### Goal
Return the records below line for line, unchanged.

## START

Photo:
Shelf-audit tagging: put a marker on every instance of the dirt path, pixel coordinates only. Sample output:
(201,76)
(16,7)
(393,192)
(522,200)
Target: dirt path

## END

### Answer to this exercise
Photo:
Shelf-audit tagging: put a marker on every instance of the dirt path, pixel coordinates only. Sample output:
(201,76)
(16,7)
(393,192)
(522,200)
Target: dirt path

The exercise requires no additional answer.